Belge alıntısı =>
_ _ _ _

23 Şubat, 2013

Genç Ruh Gibi Kokardı

"Pop müzik, çocukların cep harçlığını çalma işidir."
-Ian Anderson

Blogumun kapak fotoğrafı olan "Oldies but Goldies" sözünü oraya boşuna koymadım. Bu konuyla ilgili hep bir şeyler yazmak istemiştim, geçenlerde yaşadığım bir olay sonucu yazmaya karar verdim..
Soyunma odasında otururken müzik çaları ile içeriye giren arkadaşıma, "Rock müzik mi dinliyorsun?" sorusu yöneltilince şu cevabı verdi, "Rock'tan başka müzik mi var?"

Youtube'un Top100 müzik listesinde ki şarkıların %90 gibi önemli bir oranının pop şarkılardan oluştuğu gerçeği bile günümüzdeki 'Pop Müzik' sevdasını anlatmak için yeterli. Peki neden bu kadar çok seviliyor, bana göre beş para etmeyecek durumda olan şarkılar? Bunun cevabı aslında çok basit, Popüler Kültür.

_ _ _ _

Ham veri =>
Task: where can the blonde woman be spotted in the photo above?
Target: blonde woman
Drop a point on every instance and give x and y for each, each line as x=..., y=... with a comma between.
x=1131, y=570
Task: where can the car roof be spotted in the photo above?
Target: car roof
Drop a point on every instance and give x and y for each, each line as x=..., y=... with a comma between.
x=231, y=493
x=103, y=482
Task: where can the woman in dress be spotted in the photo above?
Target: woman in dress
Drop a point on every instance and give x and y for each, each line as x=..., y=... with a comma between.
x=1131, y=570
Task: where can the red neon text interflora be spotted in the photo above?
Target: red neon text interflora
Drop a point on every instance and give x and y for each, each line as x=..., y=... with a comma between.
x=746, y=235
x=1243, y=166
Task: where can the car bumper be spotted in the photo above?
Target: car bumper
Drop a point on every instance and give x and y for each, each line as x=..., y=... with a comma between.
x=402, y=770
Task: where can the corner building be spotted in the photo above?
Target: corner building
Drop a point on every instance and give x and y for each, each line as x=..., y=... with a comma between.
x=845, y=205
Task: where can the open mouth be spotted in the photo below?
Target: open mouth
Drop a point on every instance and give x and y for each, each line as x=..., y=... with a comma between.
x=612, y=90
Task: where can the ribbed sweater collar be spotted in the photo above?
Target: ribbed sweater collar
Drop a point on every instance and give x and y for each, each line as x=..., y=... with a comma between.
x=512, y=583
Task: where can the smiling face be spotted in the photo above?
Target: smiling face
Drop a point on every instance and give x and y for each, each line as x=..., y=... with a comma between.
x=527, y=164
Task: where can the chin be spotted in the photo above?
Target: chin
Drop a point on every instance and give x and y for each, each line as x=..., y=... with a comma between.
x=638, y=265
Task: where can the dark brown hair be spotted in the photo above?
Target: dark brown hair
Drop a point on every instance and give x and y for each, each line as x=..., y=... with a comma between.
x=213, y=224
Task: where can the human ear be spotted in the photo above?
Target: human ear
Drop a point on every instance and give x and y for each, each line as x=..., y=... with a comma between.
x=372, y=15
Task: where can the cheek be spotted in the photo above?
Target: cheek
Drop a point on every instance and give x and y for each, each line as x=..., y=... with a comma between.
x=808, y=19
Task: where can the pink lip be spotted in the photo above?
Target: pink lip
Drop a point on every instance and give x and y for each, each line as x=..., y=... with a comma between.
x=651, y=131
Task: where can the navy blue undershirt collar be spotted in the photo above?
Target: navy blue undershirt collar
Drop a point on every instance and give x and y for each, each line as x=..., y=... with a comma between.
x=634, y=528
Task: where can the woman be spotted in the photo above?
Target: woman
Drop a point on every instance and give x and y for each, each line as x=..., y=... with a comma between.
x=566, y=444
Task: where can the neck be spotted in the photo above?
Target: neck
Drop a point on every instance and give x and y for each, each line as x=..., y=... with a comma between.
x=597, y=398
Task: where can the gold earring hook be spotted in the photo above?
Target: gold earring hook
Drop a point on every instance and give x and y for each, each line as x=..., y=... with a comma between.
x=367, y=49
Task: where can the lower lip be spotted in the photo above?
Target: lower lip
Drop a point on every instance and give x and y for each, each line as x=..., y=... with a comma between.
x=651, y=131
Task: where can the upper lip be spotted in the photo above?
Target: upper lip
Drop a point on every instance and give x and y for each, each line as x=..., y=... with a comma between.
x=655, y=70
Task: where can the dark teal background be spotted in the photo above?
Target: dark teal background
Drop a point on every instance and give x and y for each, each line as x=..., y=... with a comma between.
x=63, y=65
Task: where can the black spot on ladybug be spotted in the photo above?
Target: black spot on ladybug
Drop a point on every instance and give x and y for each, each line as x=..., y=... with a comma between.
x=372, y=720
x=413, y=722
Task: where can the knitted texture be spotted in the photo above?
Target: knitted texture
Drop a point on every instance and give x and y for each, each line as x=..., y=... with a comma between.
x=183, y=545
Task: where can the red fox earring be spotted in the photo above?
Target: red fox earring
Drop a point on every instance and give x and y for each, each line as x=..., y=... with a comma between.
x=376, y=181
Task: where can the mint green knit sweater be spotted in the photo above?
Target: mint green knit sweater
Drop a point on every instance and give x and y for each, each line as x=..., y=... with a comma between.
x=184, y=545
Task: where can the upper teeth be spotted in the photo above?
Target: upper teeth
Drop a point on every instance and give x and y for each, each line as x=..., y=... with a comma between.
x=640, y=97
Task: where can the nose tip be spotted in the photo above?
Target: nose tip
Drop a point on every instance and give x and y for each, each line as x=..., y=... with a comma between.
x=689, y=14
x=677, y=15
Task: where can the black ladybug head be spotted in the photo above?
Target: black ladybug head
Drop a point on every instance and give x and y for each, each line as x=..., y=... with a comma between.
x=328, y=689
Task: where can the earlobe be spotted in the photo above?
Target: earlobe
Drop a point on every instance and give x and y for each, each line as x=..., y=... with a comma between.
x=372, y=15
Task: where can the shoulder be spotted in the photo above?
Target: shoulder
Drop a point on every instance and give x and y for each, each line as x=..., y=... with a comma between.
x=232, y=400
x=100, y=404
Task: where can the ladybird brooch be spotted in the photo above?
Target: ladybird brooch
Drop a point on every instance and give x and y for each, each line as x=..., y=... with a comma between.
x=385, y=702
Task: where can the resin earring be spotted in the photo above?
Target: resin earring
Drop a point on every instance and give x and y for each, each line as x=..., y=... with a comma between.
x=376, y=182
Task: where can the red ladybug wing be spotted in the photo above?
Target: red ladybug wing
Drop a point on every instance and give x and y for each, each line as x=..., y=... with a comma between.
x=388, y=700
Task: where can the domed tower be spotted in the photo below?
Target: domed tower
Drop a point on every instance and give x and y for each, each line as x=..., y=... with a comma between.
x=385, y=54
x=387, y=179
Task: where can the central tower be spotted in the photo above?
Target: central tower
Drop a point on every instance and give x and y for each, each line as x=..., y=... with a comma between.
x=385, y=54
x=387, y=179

_ _ _ _

İstenenler =>
**1)** Pop müzik üzerine olan yazıda "Blogumun kapak fotoğrafı" ile başlayıp "yazmaya karar verdim.." sözlerine kadar süren kısmı harfi harfine tekrarla.
**2)** Listede "Task: where can the neck" geçen satırla başlayıp "x=376, y=181" geçen satıra kadar giden kısmı (iki uç da dahil) iki sütunlu bir CSV olarak biçimlendir. Sütunlar "istek" ve "yanıt" olsun, her istek için bir satır yer alsın, her değer tek bir tırnaklı alanda dursun ve satır sonları boşluğa çevrilsin.
Yazı ile liste birbirinden bağımsız iki ayrı malzemedir.

Yanıtlar =>
**1)**
Blogumun kapak fotoğrafı olan "Oldies but Goldies" sözünü oraya boşuna koymadım. Bu konuyla ilgili hep bir şeyler yazmak istemiştim, geçenlerde yaşadığım bir olay sonucu yazmaya karar verdim..

**2)**
istek,yanıt
"Task: where can the neck be spotted in the photo above? Target: neck Drop a point on every instance and give x and y for each, each line as x=..., y=... with a comma between.","x=597, y=398"
"Task: where can the gold earring hook be spotted in the photo above? Target: gold earring hook Drop a point on every instance and give x and y for each, each line as x=..., y=... with a comma between.","x=367, y=49"
"Task: where can the lower lip be spotted in the photo above? Target: lower lip Drop a point on every instance and give x and y for each, each line as x=..., y=... with a comma between.","x=651, y=131"
"Task: where can the upper lip be spotted in the photo above? Target: upper lip Drop a point on every instance and give x and y for each, each line as x=..., y=... with a comma between.","x=655, y=70"
"Task: where can the dark teal background be spotted in the photo above? Target: dark teal background Drop a point on every instance and give x and y for each, each line as x=..., y=... with a comma between.","x=63, y=65"
"Task: where can the black spot on ladybug be spotted in the photo above? Target: black spot on ladybug Drop a point on every instance and give x and y for each, each line as x=..., y=... with a comma between.","x=372, y=720 x=413, y=722"
"Task: where can the knitted texture be spotted in the photo above? Target: knitted texture Drop a point on every instance and give x and y for each, each line as x=..., y=... with a comma between.","x=183, y=545"
"Task: where can the red fox earring be spotted in the photo above? Target: red fox earring Drop a point on every instance and give x and y for each, each line as x=..., y=... with a comma between.","x=376, y=181"